• [あなたの課題]: 認知症対策の文章のうち、「そこで、数回にわたって「認知」から「応できていないのが現状です。」までを、末尾の語句も含めて一字一句そのまま書き写すこと。

• [対象の文章]:
>>

そこで、数回にわたって「認知症対策」についての記事をまとめていくことにしました。多くの方々に読んでいただければ幸いです。
認知症対策記事一覧
今回の記事では、認知症について、また認知症による財産凍結についてまとめました。
超高齢社会の現状
内閣府の発表によると、2025年には高齢者の5人に1人が認知症になると予想され、その人数は700万人に達するとされています。認知症の高齢者が増えるとともに、介護、事故、行方不明、孤独死、財産凍結など、さまざまな問題も顕著になってきました。これに対して、まだ社会全体で十分に対応できていないのが現状です。
政府は「認知症バリアフリー」を掲げ、認知症になっても住み慣れた地域で自分らしく暮らせる共生社会を目指していますが、その取り組みはまだ十分ではありません。国の制度や民間サービスだけでは「認知症バリアフリー」の社会を実現するのは難しいでしょう。私たち一人ひとりが問題意識を持つことが大切です。そのためには、まず「自分が認知症になったらどうしよう」と考え、認知症予防に加えて財産凍結への対策も事前に講じておくことが重要です。
認知症とは?

<<

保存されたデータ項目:
>>

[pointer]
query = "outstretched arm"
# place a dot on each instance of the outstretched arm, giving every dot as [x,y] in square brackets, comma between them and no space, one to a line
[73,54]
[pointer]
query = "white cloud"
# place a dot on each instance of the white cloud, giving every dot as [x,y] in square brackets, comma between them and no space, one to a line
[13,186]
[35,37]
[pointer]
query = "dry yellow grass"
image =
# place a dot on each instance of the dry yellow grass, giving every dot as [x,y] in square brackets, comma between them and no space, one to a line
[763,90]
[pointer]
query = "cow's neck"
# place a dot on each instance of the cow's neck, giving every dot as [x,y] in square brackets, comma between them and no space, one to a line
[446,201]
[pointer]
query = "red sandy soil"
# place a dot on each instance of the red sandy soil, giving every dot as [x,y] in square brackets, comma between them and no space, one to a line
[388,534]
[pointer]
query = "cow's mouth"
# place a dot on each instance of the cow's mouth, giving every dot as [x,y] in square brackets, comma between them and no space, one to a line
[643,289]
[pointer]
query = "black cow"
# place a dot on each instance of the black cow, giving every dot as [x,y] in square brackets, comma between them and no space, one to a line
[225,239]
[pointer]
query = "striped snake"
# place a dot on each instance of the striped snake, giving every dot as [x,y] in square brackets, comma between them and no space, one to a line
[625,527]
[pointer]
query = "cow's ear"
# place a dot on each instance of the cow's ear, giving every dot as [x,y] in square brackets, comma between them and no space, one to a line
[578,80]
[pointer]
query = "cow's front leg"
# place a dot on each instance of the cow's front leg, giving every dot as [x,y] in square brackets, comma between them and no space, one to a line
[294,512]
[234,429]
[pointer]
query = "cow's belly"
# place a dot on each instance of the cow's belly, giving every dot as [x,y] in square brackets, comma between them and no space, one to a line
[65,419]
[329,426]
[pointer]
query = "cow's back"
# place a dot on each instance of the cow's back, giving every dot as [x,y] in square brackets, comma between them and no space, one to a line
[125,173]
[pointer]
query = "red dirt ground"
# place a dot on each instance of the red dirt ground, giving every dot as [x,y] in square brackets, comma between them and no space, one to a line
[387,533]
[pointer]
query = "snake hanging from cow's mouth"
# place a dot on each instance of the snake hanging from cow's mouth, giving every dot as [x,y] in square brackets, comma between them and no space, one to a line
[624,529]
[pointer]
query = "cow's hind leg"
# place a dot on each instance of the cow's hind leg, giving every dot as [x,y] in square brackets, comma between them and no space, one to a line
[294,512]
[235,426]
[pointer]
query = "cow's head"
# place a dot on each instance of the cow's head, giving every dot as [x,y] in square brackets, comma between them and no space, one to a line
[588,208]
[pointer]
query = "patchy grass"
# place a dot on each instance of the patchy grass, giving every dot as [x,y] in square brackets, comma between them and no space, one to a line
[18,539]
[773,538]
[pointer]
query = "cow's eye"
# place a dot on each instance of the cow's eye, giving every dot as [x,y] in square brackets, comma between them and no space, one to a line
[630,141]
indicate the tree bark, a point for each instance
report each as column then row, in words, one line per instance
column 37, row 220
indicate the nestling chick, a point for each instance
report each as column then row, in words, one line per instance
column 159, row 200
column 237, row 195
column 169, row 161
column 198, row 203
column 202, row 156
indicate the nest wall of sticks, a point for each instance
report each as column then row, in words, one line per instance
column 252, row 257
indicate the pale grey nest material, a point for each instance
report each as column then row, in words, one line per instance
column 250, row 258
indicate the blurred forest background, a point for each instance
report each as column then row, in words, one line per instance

<<

• [回答]:
そこで、数回にわたって「認知症対策」についての記事をまとめていくことにしました。多くの方々に読んでいただければ幸いです。
認知症対策記事一覧
今回の記事では、認知症について、また認知症による財産凍結についてまとめました。
超高齢社会の現状
内閣府の発表によると、2025年には高齢者の5人に1人が認知症になると予想され、その人数は700万人に達するとされています。認知症の高齢者が増えるとともに、介護、事故、行方不明、孤独死、財産凍結など、さまざまな問題も顕著になってきました。これに対して、まだ社会全体で十分に対応できていないのが現状です。